Action item => What you output should match the data below exactly.

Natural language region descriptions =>
━━━━━━━━━━━━━━━━━━━━

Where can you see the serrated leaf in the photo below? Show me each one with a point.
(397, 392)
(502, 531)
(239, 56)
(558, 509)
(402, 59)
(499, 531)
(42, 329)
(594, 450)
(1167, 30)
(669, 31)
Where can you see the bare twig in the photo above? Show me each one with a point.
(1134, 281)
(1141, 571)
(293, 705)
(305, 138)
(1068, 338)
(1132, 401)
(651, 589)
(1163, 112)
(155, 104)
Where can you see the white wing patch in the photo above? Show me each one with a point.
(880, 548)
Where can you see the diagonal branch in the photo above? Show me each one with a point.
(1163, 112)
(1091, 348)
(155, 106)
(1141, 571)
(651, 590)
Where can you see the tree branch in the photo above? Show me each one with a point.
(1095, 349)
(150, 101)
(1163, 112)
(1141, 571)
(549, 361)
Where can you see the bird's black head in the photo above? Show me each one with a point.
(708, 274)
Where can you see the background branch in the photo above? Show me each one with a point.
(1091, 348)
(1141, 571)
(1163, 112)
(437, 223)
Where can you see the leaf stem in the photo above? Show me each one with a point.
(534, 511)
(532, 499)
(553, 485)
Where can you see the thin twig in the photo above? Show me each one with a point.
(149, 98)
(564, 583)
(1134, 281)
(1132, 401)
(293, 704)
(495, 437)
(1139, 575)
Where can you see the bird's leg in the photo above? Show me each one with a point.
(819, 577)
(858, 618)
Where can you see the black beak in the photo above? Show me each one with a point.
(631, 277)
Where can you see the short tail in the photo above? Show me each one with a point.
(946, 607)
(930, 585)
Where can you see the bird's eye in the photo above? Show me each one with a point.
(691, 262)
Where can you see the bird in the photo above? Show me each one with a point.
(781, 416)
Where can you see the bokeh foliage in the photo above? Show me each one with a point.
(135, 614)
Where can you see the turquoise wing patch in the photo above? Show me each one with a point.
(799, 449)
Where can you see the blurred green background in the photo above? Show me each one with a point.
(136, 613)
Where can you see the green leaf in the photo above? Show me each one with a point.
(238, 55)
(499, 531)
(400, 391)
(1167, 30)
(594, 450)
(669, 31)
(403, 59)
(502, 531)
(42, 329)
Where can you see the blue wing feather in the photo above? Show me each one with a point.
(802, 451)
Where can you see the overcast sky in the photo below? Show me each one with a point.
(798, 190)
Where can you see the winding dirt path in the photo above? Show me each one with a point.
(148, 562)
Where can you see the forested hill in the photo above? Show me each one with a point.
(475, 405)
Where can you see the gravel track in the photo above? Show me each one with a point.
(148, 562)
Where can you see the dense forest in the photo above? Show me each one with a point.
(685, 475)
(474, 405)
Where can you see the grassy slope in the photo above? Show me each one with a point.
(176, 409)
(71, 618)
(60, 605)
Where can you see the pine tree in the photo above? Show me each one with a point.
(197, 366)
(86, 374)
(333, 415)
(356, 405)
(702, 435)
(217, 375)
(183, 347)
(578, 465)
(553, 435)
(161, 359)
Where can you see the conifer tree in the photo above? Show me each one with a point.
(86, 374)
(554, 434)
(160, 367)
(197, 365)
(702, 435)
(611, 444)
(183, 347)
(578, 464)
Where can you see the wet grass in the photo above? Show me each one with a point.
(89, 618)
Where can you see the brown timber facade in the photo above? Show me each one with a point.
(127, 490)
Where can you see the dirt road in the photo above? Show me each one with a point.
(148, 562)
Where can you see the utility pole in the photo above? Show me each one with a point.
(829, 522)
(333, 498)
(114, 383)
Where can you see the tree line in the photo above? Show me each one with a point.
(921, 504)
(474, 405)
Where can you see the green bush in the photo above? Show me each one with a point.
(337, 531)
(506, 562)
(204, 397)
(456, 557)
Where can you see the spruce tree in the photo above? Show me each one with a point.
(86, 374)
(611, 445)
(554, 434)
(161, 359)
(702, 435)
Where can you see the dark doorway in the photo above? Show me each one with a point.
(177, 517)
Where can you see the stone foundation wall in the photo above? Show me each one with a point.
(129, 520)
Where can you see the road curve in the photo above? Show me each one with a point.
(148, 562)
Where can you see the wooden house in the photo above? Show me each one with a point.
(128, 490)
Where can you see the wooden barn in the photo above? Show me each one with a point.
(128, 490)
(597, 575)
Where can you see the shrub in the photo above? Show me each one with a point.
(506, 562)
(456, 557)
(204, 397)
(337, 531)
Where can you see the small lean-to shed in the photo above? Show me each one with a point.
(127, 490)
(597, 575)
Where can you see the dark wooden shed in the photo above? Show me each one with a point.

━━━━━━━━━━━━━━━━━━━━

Task response =>
Where can you see the serrated leaf in the photo below? Show me each one with a point.
(397, 392)
(502, 531)
(239, 56)
(558, 509)
(402, 59)
(499, 531)
(42, 329)
(594, 450)
(1167, 30)
(669, 31)
Where can you see the bare twig in the photo above? Show me each one with a point.
(1134, 281)
(1141, 571)
(293, 705)
(305, 138)
(1068, 338)
(1132, 401)
(651, 589)
(1163, 112)
(155, 104)
Where can you see the white wing patch in the photo above? Show me each one with a point.
(880, 548)
Where can you see the diagonal branch in the photo above? Show me each one with a point.
(1163, 112)
(1091, 348)
(155, 106)
(1141, 571)
(651, 590)
Where can you see the tree branch in the photo above? Show me each one with a point.
(1095, 349)
(150, 101)
(1163, 112)
(1141, 571)
(549, 361)
Where can you see the bird's black head in the photo above? Show me each one with a point.
(708, 274)
Where can you see the background branch in the photo above? Show me each one with a point.
(1091, 348)
(1141, 571)
(1163, 112)
(437, 223)
Where can you see the leaf stem in the photo above? Show me each one with a point.
(534, 511)
(532, 499)
(553, 485)
Where can you see the thin twig in the photo above? Show me each one with a point.
(149, 98)
(564, 583)
(1134, 281)
(1132, 401)
(293, 704)
(495, 437)
(1139, 575)
Where can you see the bird's leg in the photo above? Show me each one with a point.
(819, 577)
(858, 618)
Where can you see the black beak in the photo above? Show me each one with a point.
(631, 277)
Where can you see the short tail in the photo above? Show me each one with a point.
(946, 607)
(930, 585)
Where can you see the bird's eye in the photo above? Show me each one with a point.
(691, 262)
Where can you see the bird in the photo above? Show me each one with a point.
(781, 416)
Where can you see the bokeh foliage in the photo above? Show me each one with a point.
(135, 614)
Where can you see the turquoise wing patch in the photo above? Show me each one with a point.
(799, 449)
Where can you see the blurred green background in the photo above? Show me each one with a point.
(136, 613)
Where can you see the green leaf in the photo above? Show me each one with a point.
(238, 55)
(499, 531)
(400, 391)
(1167, 30)
(594, 450)
(669, 31)
(403, 59)
(502, 531)
(42, 329)
Where can you see the blue wing feather in the photo above? Show me each one with a point.
(802, 451)
Where can you see the overcast sky in the photo below? Show me each one with a point.
(798, 190)
Where can you see the winding dirt path in the photo above? Show me each one with a point.
(148, 562)
Where can you see the forested hill in the photo above? Show me each one with a point.
(475, 405)
Where can you see the gravel track in the photo above? Show me each one with a point.
(148, 562)
Where can you see the dense forest in the photo above? Show me each one with a point.
(685, 475)
(474, 405)
Where can you see the grassy slope in the photo above? Show me each one with a point.
(176, 409)
(71, 618)
(60, 605)
Where can you see the pine tree in the photo above? Show me each one with a point.
(197, 366)
(86, 374)
(333, 415)
(356, 405)
(702, 435)
(217, 375)
(183, 347)
(578, 465)
(553, 435)
(161, 359)
Where can you see the conifer tree in the photo above? Show me each one with a point.
(86, 374)
(554, 434)
(160, 367)
(197, 365)
(702, 435)
(611, 444)
(183, 347)
(578, 464)
Where can you see the wet grass in the photo above? Show me each one with a point.
(89, 618)
Where can you see the brown timber facade in the photo above? Show me each one with a point.
(127, 490)
Where can you see the dirt road in the photo above? Show me each one with a point.
(148, 562)
Where can you see the utility pole in the photo above? Show me each one with a point.
(829, 522)
(333, 498)
(114, 383)
Where can you see the tree line in the photo above? Show me each one with a point.
(921, 504)
(474, 405)
Where can you see the green bush in the photo above? Show me each one with a point.
(337, 531)
(506, 562)
(204, 397)
(456, 557)
Where can you see the spruce tree in the photo above? Show me each one with a point.
(86, 374)
(611, 445)
(554, 434)
(161, 359)
(702, 435)
Where can you see the dark doorway in the photo above? Show me each one with a point.
(177, 517)
Where can you see the stone foundation wall in the photo above? Show me each one with a point.
(129, 520)
Where can you see the road curve in the photo above? Show me each one with a point.
(148, 562)
Where can you see the wooden house in the photo above? Show me each one with a point.
(128, 490)
Where can you see the wooden barn in the photo above? Show me each one with a point.
(128, 490)
(597, 575)
Where can you see the shrub in the photo above? Show me each one with a point.
(506, 562)
(456, 557)
(204, 397)
(337, 531)
Where can you see the small lean-to shed in the photo above? Show me each one with a point.
(127, 490)
(597, 575)
Where can you see the dark wooden shed in the photo above? Show me each one with a point.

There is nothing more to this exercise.